● Exercise goal
Identify every line in the listing below that contains the word "bell", and copy each of those lines. Case counts, so match the word only where its capitalization is the same.

[Rows from a box labeling dataset]
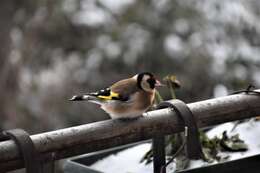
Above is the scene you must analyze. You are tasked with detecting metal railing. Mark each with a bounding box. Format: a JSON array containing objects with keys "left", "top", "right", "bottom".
[{"left": 0, "top": 90, "right": 260, "bottom": 172}]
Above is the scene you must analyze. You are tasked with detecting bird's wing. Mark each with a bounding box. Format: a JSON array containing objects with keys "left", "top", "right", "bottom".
[
  {"left": 110, "top": 78, "right": 139, "bottom": 101},
  {"left": 88, "top": 78, "right": 138, "bottom": 101}
]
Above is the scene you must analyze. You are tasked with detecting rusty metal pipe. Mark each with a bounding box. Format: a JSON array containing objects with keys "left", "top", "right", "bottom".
[{"left": 0, "top": 90, "right": 260, "bottom": 171}]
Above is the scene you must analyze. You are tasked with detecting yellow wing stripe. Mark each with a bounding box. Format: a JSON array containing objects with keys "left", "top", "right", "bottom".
[{"left": 97, "top": 91, "right": 119, "bottom": 100}]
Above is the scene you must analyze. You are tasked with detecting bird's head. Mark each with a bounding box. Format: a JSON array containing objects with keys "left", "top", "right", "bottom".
[{"left": 134, "top": 72, "right": 164, "bottom": 92}]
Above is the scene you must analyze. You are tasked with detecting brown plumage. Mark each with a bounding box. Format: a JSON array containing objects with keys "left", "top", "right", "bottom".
[{"left": 71, "top": 72, "right": 161, "bottom": 118}]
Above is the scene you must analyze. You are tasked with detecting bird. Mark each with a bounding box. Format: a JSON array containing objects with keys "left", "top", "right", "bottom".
[{"left": 69, "top": 72, "right": 164, "bottom": 119}]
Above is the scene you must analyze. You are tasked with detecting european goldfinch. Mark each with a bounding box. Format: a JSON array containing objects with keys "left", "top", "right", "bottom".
[{"left": 70, "top": 72, "right": 163, "bottom": 119}]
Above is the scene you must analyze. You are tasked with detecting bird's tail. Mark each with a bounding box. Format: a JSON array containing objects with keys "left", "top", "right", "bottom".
[{"left": 69, "top": 94, "right": 102, "bottom": 104}]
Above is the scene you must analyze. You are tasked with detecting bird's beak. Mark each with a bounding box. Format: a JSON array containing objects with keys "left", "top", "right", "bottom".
[{"left": 155, "top": 80, "right": 165, "bottom": 87}]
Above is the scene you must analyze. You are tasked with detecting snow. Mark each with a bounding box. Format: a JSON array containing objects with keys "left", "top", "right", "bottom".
[
  {"left": 91, "top": 120, "right": 260, "bottom": 173},
  {"left": 91, "top": 143, "right": 152, "bottom": 173}
]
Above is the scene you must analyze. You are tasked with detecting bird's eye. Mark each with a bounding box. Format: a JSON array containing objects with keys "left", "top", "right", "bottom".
[{"left": 146, "top": 78, "right": 156, "bottom": 89}]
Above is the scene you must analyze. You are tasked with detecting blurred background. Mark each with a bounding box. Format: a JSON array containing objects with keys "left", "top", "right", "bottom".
[{"left": 0, "top": 0, "right": 260, "bottom": 134}]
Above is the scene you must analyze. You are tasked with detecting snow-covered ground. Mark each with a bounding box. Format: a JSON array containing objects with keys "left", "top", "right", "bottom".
[{"left": 88, "top": 120, "right": 260, "bottom": 173}]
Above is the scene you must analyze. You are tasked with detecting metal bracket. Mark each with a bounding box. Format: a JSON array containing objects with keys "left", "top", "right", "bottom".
[
  {"left": 157, "top": 99, "right": 204, "bottom": 159},
  {"left": 3, "top": 129, "right": 41, "bottom": 173}
]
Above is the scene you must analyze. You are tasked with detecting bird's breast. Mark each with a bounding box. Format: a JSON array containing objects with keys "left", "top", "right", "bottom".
[{"left": 101, "top": 91, "right": 154, "bottom": 118}]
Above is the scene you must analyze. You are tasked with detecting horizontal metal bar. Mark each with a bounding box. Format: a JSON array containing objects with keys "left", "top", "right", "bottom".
[{"left": 0, "top": 90, "right": 260, "bottom": 171}]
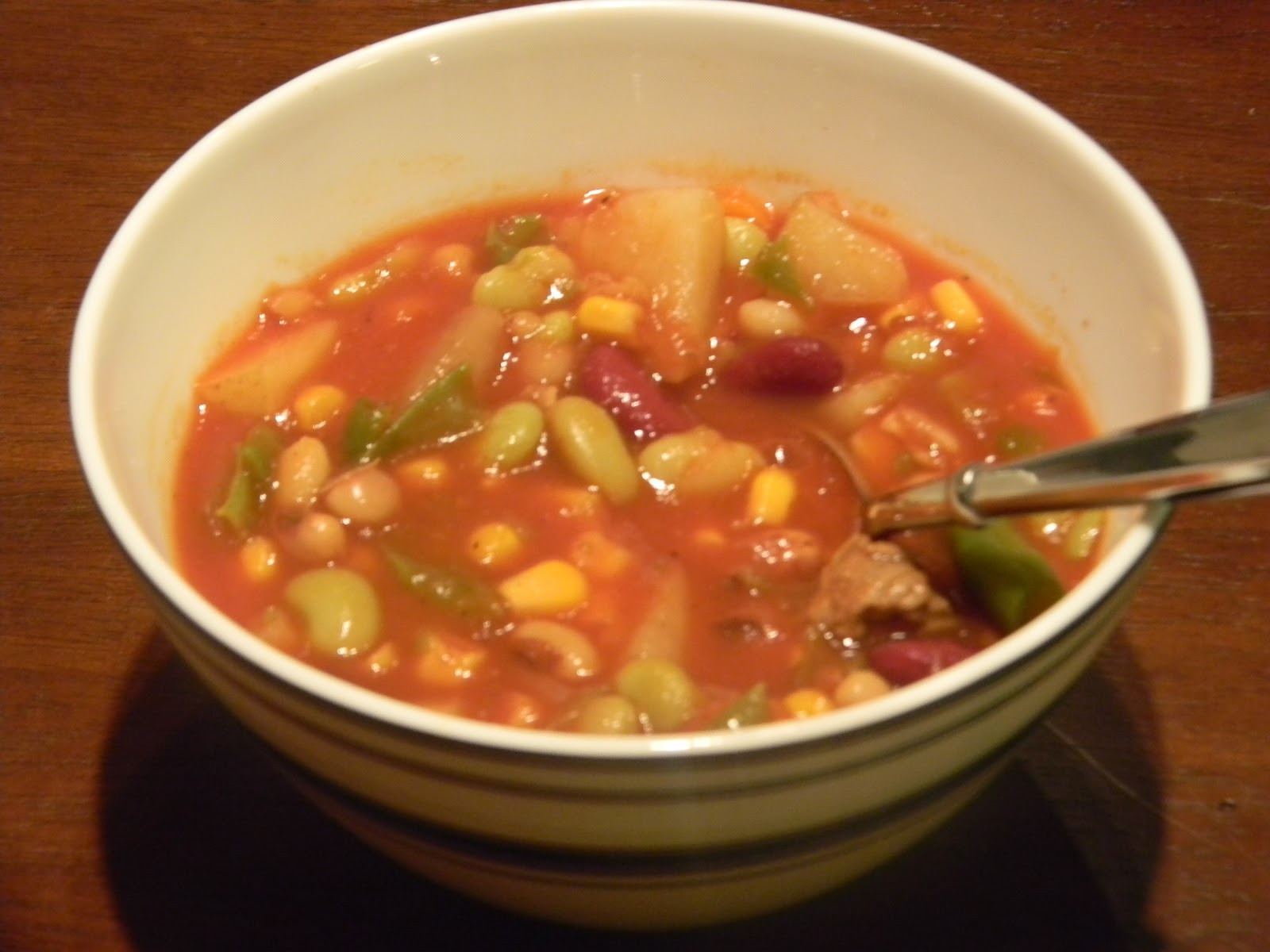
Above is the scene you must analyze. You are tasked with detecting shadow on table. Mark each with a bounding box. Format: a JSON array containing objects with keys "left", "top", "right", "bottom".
[{"left": 100, "top": 636, "right": 1158, "bottom": 952}]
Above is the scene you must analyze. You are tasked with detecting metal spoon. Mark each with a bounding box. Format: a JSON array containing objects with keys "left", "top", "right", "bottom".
[{"left": 843, "top": 391, "right": 1270, "bottom": 536}]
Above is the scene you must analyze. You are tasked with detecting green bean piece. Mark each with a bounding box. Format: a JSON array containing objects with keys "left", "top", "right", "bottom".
[
  {"left": 745, "top": 237, "right": 811, "bottom": 307},
  {"left": 480, "top": 400, "right": 545, "bottom": 472},
  {"left": 344, "top": 397, "right": 391, "bottom": 462},
  {"left": 709, "top": 681, "right": 771, "bottom": 731},
  {"left": 952, "top": 520, "right": 1063, "bottom": 632},
  {"left": 216, "top": 427, "right": 282, "bottom": 533},
  {"left": 485, "top": 214, "right": 546, "bottom": 264},
  {"left": 722, "top": 218, "right": 767, "bottom": 271},
  {"left": 383, "top": 550, "right": 506, "bottom": 627},
  {"left": 358, "top": 363, "right": 481, "bottom": 463},
  {"left": 284, "top": 569, "right": 379, "bottom": 658},
  {"left": 618, "top": 658, "right": 697, "bottom": 731}
]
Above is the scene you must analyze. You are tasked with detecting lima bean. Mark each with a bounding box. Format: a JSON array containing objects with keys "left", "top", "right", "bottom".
[
  {"left": 574, "top": 694, "right": 639, "bottom": 734},
  {"left": 286, "top": 569, "right": 379, "bottom": 656},
  {"left": 480, "top": 400, "right": 545, "bottom": 472},
  {"left": 618, "top": 658, "right": 697, "bottom": 731},
  {"left": 546, "top": 396, "right": 640, "bottom": 503}
]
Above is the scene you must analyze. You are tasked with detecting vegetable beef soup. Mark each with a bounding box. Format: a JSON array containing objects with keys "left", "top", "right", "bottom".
[{"left": 175, "top": 186, "right": 1103, "bottom": 734}]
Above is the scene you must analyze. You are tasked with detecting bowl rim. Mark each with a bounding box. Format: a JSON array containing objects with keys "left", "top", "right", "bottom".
[{"left": 70, "top": 0, "right": 1211, "bottom": 759}]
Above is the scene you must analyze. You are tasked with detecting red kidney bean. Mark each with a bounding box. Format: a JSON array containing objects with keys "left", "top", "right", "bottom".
[
  {"left": 868, "top": 639, "right": 974, "bottom": 685},
  {"left": 578, "top": 344, "right": 692, "bottom": 440},
  {"left": 724, "top": 336, "right": 843, "bottom": 396}
]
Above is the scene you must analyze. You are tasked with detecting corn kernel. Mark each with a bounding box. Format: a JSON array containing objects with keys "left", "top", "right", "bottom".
[
  {"left": 556, "top": 487, "right": 605, "bottom": 519},
  {"left": 578, "top": 294, "right": 644, "bottom": 340},
  {"left": 239, "top": 536, "right": 278, "bottom": 582},
  {"left": 414, "top": 633, "right": 487, "bottom": 688},
  {"left": 931, "top": 278, "right": 983, "bottom": 334},
  {"left": 428, "top": 244, "right": 476, "bottom": 278},
  {"left": 745, "top": 466, "right": 798, "bottom": 525},
  {"left": 783, "top": 688, "right": 833, "bottom": 717},
  {"left": 491, "top": 690, "right": 542, "bottom": 727},
  {"left": 569, "top": 529, "right": 633, "bottom": 579},
  {"left": 394, "top": 455, "right": 449, "bottom": 489},
  {"left": 468, "top": 522, "right": 525, "bottom": 566},
  {"left": 498, "top": 559, "right": 589, "bottom": 616},
  {"left": 291, "top": 383, "right": 348, "bottom": 433},
  {"left": 542, "top": 309, "right": 574, "bottom": 344},
  {"left": 878, "top": 297, "right": 922, "bottom": 330},
  {"left": 833, "top": 668, "right": 891, "bottom": 707}
]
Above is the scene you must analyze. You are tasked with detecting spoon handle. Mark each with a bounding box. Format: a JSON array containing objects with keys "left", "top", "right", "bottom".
[{"left": 864, "top": 391, "right": 1270, "bottom": 535}]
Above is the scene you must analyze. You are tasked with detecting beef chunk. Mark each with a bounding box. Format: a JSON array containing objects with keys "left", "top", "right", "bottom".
[{"left": 808, "top": 535, "right": 954, "bottom": 643}]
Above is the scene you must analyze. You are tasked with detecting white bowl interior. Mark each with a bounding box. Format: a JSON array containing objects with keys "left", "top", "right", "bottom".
[{"left": 71, "top": 0, "right": 1210, "bottom": 753}]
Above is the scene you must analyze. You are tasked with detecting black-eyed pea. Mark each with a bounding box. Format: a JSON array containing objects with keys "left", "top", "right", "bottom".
[
  {"left": 273, "top": 436, "right": 330, "bottom": 512},
  {"left": 324, "top": 466, "right": 402, "bottom": 525},
  {"left": 833, "top": 668, "right": 891, "bottom": 707},
  {"left": 506, "top": 618, "right": 599, "bottom": 683},
  {"left": 675, "top": 440, "right": 764, "bottom": 497},
  {"left": 287, "top": 512, "right": 347, "bottom": 565},
  {"left": 428, "top": 243, "right": 476, "bottom": 278}
]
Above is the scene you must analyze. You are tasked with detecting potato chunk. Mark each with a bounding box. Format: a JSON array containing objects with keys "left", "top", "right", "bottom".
[
  {"left": 194, "top": 320, "right": 337, "bottom": 416},
  {"left": 781, "top": 194, "right": 908, "bottom": 305},
  {"left": 580, "top": 188, "right": 725, "bottom": 382}
]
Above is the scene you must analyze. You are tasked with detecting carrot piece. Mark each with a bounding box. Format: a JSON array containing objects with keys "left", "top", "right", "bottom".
[
  {"left": 715, "top": 186, "right": 776, "bottom": 231},
  {"left": 847, "top": 421, "right": 906, "bottom": 493}
]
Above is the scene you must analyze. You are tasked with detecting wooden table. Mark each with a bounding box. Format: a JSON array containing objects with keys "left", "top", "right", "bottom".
[{"left": 0, "top": 0, "right": 1270, "bottom": 952}]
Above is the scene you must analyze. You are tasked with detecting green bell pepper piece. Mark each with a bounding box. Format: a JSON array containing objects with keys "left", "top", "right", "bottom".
[
  {"left": 216, "top": 425, "right": 282, "bottom": 533},
  {"left": 952, "top": 520, "right": 1063, "bottom": 632}
]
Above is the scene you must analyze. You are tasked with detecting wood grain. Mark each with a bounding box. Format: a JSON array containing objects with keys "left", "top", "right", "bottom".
[{"left": 0, "top": 0, "right": 1270, "bottom": 952}]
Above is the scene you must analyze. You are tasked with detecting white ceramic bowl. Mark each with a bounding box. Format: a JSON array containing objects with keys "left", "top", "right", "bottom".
[{"left": 71, "top": 0, "right": 1210, "bottom": 927}]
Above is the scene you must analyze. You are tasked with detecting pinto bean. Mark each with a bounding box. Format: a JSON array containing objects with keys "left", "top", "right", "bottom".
[
  {"left": 722, "top": 336, "right": 843, "bottom": 396},
  {"left": 868, "top": 639, "right": 974, "bottom": 685},
  {"left": 578, "top": 344, "right": 692, "bottom": 440}
]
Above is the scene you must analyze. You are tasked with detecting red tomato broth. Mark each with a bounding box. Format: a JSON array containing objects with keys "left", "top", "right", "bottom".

● Response for this exercise
Above is the scene you must analyze. You are tasked with detecting green bell pepper piece. Mark each with a bounding box. Format: a JSON array containing objects with keys "left", "top", "right", "bottom".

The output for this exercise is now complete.